* INFORMATION SHOWN *

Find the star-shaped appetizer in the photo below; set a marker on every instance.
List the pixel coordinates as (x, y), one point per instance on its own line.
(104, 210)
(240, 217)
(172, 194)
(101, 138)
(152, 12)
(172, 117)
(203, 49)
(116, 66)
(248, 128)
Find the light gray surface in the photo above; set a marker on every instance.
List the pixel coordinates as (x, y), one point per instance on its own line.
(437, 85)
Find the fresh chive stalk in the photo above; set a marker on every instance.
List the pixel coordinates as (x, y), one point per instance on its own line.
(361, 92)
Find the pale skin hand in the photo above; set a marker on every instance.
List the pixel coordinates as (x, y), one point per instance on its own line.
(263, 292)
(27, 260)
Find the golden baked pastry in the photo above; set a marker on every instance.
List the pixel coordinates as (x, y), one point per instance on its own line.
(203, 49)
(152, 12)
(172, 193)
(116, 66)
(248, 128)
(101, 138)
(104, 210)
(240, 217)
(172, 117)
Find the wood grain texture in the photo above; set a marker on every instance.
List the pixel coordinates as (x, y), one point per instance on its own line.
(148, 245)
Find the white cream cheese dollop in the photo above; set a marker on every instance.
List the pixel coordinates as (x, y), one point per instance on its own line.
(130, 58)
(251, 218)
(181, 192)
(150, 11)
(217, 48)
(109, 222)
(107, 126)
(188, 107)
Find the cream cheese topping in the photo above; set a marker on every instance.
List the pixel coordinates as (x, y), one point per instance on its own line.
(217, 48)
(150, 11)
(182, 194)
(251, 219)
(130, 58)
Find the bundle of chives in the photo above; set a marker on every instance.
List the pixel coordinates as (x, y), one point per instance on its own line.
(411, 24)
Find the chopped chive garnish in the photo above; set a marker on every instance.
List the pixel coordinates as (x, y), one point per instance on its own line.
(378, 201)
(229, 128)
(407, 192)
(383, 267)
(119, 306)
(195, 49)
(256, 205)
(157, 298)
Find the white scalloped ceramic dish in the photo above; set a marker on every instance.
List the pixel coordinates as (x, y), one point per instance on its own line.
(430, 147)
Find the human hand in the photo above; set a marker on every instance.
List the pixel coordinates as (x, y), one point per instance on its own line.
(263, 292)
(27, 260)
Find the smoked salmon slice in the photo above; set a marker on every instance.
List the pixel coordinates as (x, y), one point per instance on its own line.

* WHAT THIS TASK INVOLVES *
Give every line of the items above as a numbered list, leaving out any blank lines.

* ANSWER TO THE TASK *
1. Find the star-shaped appetizer in the photo below; set a marker on every instance.
2. List the pixel coordinates as (x, y), one point per instance on its own line.
3. (104, 210)
4. (240, 217)
5. (172, 194)
6. (101, 138)
7. (152, 12)
8. (172, 117)
9. (203, 49)
10. (116, 66)
11. (248, 128)
12. Find the light gray surface in the photo above; set a marker on every instance.
13. List the pixel coordinates as (x, y), one point per instance on its own line.
14. (437, 85)
15. Find the fresh chive stalk in the photo above; set a marker on every instance.
16. List the pixel coordinates as (x, y), one point per instance on its own line.
17. (361, 92)
18. Find the pale skin hand in the photo above; set a marker on every instance.
19. List the pixel coordinates as (x, y), one point per instance on its own line.
20. (263, 292)
21. (27, 260)
22. Find the golden baked pastry in the photo above; set a marker on every instance.
23. List the pixel coordinates as (x, y), one point per instance on its own line.
24. (203, 49)
25. (152, 12)
26. (172, 193)
27. (116, 66)
28. (248, 128)
29. (101, 138)
30. (104, 210)
31. (240, 217)
32. (172, 117)
33. Find the wood grain texture in the photo above; set a marker on every instance.
34. List the pixel coordinates as (x, y), one point per instance on its own line.
35. (148, 245)
36. Find the white cream cheese dollop in the photo above; set a marker on every instance.
37. List the pixel coordinates as (x, y), one point per instance on its own line.
38. (130, 58)
39. (251, 218)
40. (181, 192)
41. (150, 11)
42. (217, 48)
43. (109, 222)
44. (107, 126)
45. (188, 107)
46. Find the cream cheese topping in the photo above; set a marker on every instance.
47. List the pixel coordinates as (x, y), one point per instance on its own line.
48. (217, 48)
49. (150, 11)
50. (182, 194)
51. (251, 219)
52. (130, 58)
53. Find the bundle of chives in the photo above; set a marker on every instance.
54. List the pixel coordinates as (x, y), one point per instance on its own line.
55. (411, 24)
56. Find the chopped chive garnish in the photo above; set a marker on every instance.
57. List the pixel coordinates as (x, y), one point per instance on its own line.
58. (378, 201)
59. (229, 128)
60. (407, 192)
61. (383, 267)
62. (119, 306)
63. (195, 49)
64. (256, 205)
65. (157, 298)
66. Find the white scalloped ceramic dish in the photo above; set a marker on every instance.
67. List the pixel coordinates as (x, y), one point per instance on its own line.
68. (430, 147)
69. Find the human hand in the photo above; set a marker on every instance.
70. List the pixel coordinates as (x, y), one point per instance on its own line.
71. (263, 292)
72. (27, 260)
73. Find the smoked salmon slice in the photo above; set a marker on every instance.
74. List the pixel coordinates as (x, y), one point per instance on its own line.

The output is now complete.